**Given text**
********

Thu 02 July 2015

Visualizing Google Forms Data with Seaborn

Introduction

This is the second article in a series describing how to use Google Forms to collect information via simple web forms, read it into a pandas dataframe and analyze it. This article will focus on how to use the data in the dataframe to create complex and powerful data visualizations with seaborn.

If you have not read the previous article please give it a quick glance so you understand the background. To give you an idea of what this article will cover, here is a snapshot of the images we will be creating:

A Word About Seaborn

Before getting too deep into the article, I think it is important to give a quick word about seaborn. The seaborn introduction gives more details, including this section:

Seaborn aims to make visualization a central part of exploring and understanding data. The plotting functions operate on dataframes and arrays containing a whole dataset and internally perform the necessary aggregation and statistical model-fitting to produce informative plots. Seaborn’s goals are similar to those of R’s ggplot, but it takes a different approach with an imperative and object-oriented style that tries to make it straightforward to construct sophisticated plots. If matplotlib “tries to make easy things easy and hard things possible”, seaborn aims to make a well-defined set of hard things easy too.

If, like me, your primary exposure to visualization tools is Excel, then this mindset is a bit foreign. As I work with seaborn, I sometimes fight with it when I try to treat it like creating an Excel chart. However, once I started to produce some impressive plots with seaborn, I started to “get it.” There is no doubt I am still learning. One thing I have found, though, is that if you are in a business setting where everyone sees the normal (boring) Excel charts, they will think you’re a genius once you show them some of the output from seaborn!

The rest of this article will discuss how to visualize the survey results with seaborn and use the complex visualization to gain insights into the data.

Wrangling the Data

In addition to this article, a more detail notebook is hosted in the github repo.

Here is the relevant code to connect to the google form and create the dataframe:

import gspread
from oauth2client.client import SignedJwtAssertionCredentials
import pandas as pd
import json
import matplotlib.pyplot as plt
import seaborn as sns

SCOPE = ["https://spreadsheets.google.com/feeds"]
SECRETS_FILE = "Pbpython-key.json"
SPREADSHEET = "PBPython User Survey (Responses)"
# Based on docs here - http://gspread.readthedocs.org/en/latest/oauth2.html
# Load in the secret JSON key (must be a service account)
json_key = json.load(open(SECRETS_FILE))
# Authenticate using the signed key
credentials = SignedJwtAssertionCredentials(json_key['client_email'],
                                            json_key['private_key'], SCOPE)
gc = gspread.authorize(credentials)
# Open up the workbook based on the spreadsheet name
workbook = gc.open(SPREADSHEET)
# Get the first sheet
sheet = workbook.sheet1
# Extract all data into a dataframe
results = pd.DataFrame(sheet.get_all_records())

Please refer to the notebook for some more details on what the data looks like.

Since the column names are so long, let’s clean those up and and convert the timestamp to a date time.

********

**Entries supplied**
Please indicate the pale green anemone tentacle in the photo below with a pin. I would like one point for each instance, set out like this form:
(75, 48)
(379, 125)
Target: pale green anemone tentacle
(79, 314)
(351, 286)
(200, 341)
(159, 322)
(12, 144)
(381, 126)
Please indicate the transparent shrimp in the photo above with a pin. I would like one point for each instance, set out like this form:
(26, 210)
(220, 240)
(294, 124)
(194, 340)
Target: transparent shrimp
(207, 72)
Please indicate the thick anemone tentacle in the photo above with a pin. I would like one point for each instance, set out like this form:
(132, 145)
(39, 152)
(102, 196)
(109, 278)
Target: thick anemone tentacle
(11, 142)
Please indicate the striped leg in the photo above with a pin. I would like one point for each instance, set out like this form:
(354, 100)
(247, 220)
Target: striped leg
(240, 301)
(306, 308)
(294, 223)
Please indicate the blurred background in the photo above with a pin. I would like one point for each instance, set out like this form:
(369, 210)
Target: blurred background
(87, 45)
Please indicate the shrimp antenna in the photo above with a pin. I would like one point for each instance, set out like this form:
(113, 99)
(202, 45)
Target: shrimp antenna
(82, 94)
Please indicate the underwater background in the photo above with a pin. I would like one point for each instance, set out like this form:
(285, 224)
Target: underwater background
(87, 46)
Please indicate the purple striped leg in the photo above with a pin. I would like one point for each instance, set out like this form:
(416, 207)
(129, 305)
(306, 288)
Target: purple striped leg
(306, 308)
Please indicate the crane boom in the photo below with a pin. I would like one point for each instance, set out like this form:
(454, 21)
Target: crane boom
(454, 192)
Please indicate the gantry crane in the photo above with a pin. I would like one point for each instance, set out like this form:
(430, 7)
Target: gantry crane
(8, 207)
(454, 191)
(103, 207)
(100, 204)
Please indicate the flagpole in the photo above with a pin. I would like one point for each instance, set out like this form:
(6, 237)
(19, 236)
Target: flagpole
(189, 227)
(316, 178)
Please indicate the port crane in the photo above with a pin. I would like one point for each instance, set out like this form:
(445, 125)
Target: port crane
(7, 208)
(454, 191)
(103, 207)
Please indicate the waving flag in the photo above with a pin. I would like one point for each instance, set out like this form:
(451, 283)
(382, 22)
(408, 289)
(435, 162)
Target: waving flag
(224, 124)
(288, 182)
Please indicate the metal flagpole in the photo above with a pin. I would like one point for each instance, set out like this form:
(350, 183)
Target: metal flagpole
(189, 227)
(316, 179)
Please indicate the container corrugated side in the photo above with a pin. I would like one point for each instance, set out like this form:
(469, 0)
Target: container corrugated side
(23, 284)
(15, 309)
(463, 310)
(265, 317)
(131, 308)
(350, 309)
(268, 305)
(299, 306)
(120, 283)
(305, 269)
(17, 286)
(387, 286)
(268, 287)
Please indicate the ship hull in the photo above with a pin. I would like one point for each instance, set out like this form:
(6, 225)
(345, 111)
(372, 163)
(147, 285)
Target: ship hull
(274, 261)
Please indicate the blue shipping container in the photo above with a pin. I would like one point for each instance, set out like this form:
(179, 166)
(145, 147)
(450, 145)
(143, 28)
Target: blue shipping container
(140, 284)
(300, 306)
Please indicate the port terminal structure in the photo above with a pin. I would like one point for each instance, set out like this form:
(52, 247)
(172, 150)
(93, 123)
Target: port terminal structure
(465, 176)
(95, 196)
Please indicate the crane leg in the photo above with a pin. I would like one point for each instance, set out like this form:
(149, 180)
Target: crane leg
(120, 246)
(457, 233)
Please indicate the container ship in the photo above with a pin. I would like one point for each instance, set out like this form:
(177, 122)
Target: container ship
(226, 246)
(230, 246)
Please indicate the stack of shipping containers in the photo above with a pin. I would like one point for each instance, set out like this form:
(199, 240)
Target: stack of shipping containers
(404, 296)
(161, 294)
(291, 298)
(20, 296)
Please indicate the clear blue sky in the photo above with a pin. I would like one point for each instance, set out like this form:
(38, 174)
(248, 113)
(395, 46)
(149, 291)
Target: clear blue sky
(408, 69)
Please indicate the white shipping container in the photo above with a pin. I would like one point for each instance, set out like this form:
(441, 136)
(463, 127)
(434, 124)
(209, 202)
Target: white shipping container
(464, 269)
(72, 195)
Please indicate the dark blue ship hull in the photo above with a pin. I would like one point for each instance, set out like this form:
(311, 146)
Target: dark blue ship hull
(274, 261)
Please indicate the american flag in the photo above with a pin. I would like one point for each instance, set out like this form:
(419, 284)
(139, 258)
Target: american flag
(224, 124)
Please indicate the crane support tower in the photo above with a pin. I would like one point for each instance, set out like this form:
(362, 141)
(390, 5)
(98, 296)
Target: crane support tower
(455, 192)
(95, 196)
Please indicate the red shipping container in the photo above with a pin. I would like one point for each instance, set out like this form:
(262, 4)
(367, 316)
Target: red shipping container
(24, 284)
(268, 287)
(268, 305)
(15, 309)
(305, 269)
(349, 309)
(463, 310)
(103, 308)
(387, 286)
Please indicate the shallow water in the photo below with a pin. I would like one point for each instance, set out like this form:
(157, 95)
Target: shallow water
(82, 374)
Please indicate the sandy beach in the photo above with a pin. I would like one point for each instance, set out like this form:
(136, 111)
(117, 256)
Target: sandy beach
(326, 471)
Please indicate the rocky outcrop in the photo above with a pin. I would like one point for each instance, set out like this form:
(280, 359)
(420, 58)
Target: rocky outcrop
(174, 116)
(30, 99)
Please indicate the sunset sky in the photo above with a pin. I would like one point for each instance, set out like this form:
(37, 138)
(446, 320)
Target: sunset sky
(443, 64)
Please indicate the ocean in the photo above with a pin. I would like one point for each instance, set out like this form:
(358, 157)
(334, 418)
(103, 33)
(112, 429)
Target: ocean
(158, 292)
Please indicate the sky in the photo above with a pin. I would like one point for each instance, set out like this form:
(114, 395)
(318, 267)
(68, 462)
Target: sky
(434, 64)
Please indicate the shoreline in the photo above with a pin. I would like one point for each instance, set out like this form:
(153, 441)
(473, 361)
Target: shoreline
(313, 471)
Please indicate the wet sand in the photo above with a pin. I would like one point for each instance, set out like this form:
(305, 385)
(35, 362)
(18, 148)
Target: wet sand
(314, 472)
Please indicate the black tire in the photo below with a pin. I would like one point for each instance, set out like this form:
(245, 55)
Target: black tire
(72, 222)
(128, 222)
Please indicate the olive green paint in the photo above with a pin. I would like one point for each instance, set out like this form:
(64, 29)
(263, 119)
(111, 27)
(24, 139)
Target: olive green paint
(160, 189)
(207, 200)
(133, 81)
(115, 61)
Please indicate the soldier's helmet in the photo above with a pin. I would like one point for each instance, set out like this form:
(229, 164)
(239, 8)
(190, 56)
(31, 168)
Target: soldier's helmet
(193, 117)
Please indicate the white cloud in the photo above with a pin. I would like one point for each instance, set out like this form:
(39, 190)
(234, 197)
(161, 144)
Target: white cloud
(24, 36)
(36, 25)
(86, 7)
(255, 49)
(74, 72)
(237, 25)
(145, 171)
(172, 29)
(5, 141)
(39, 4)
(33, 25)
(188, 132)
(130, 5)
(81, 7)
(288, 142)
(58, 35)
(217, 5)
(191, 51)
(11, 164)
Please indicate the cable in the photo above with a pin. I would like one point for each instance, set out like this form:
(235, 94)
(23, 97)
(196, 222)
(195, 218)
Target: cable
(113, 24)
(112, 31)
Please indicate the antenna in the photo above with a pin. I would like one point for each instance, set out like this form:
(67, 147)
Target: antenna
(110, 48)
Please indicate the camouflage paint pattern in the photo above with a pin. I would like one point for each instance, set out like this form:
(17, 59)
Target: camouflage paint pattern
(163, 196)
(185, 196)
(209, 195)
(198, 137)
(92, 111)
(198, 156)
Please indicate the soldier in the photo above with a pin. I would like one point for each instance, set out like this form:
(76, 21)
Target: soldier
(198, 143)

********

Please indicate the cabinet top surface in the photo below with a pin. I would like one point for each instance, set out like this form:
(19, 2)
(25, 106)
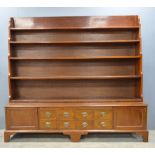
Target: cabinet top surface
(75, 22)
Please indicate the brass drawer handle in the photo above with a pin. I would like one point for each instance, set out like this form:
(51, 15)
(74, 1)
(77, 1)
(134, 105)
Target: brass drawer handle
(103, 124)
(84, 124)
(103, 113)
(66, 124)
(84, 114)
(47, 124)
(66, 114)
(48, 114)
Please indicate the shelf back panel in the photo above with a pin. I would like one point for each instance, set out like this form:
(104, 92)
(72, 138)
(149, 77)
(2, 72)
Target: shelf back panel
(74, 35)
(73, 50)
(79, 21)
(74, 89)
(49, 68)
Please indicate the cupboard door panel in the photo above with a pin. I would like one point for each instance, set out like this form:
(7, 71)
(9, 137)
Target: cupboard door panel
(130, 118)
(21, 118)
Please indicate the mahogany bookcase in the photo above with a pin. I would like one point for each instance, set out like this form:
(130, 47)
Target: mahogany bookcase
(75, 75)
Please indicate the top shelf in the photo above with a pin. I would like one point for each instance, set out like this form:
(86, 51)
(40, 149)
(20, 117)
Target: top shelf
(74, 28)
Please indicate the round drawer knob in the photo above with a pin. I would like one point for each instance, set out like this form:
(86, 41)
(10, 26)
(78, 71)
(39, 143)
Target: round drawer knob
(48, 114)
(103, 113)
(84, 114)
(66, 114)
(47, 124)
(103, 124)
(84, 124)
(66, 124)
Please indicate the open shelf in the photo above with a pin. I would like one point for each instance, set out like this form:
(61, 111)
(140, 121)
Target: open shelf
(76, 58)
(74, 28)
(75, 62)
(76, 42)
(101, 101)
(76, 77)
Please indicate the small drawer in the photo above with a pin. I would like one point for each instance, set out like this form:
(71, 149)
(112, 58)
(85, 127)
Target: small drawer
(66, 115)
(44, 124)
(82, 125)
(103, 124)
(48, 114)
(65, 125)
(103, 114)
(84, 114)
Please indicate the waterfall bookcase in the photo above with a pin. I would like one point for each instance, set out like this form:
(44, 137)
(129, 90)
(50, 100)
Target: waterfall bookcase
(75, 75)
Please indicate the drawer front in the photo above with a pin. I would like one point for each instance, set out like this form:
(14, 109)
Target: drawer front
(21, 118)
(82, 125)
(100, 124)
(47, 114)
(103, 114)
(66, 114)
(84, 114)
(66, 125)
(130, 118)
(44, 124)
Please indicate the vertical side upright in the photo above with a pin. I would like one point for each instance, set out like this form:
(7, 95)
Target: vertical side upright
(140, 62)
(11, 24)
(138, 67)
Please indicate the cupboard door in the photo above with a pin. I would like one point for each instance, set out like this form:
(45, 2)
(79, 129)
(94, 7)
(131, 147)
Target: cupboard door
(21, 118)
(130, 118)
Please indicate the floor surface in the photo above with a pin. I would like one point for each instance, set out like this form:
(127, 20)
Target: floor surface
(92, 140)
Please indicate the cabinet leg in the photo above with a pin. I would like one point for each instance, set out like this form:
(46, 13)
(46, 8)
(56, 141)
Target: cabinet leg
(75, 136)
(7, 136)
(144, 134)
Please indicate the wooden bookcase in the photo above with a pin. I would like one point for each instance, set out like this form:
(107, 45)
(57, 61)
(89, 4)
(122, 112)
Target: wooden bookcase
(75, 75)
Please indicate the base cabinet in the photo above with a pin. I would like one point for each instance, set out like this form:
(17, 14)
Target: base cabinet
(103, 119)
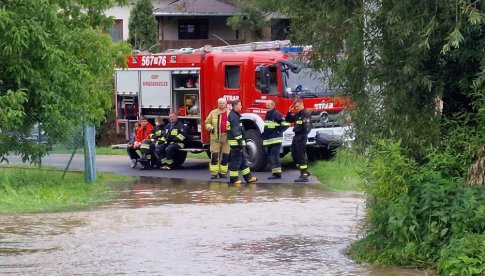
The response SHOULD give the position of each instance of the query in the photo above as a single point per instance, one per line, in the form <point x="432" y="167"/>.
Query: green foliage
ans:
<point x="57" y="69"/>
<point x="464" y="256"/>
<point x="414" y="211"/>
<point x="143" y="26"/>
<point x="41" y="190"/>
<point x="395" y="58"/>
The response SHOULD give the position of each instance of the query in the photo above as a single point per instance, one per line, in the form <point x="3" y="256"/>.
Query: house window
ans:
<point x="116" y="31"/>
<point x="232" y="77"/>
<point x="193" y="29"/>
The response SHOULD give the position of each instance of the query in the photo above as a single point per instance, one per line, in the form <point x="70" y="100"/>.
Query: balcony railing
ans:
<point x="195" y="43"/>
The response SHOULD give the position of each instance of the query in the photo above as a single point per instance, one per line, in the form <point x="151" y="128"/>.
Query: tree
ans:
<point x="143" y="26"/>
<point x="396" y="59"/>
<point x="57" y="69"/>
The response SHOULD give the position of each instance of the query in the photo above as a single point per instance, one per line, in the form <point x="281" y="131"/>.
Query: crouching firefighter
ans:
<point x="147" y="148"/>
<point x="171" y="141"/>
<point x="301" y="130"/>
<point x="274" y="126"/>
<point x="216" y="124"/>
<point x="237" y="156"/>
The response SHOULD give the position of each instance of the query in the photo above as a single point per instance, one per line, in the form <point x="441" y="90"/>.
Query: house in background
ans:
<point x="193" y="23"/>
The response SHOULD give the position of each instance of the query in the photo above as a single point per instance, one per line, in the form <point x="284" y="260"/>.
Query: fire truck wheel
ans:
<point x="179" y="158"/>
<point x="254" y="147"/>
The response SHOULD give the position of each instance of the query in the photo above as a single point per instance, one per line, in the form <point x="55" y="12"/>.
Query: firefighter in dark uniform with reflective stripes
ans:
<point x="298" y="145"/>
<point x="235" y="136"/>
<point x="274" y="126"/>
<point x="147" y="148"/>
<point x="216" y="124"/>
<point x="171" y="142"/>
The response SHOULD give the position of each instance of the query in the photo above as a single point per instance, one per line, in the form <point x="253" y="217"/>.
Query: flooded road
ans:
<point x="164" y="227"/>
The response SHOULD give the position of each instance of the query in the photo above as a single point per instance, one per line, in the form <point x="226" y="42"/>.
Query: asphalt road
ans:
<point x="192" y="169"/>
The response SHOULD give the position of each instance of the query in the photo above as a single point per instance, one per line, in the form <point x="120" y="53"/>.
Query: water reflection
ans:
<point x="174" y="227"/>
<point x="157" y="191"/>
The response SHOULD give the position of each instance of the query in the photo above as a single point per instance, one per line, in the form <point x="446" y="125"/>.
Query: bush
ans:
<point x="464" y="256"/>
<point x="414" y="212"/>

********

**Challenge A**
In the article on visualizing Google Forms data with seaborn, which modules does the code import?
**Challenge B**
Which lines of the records contain the string "tire"? Find and copy each of them, treating case as significant.

**Correct answer A**
- gspread
- oauth2client.client
- pandas
- json
- matplotlib.pyplot
- seaborn

**Correct answer B**
Please indicate the black tire in the photo below with a pin. I would like one point for each instance, set out like this form:
Target: black tire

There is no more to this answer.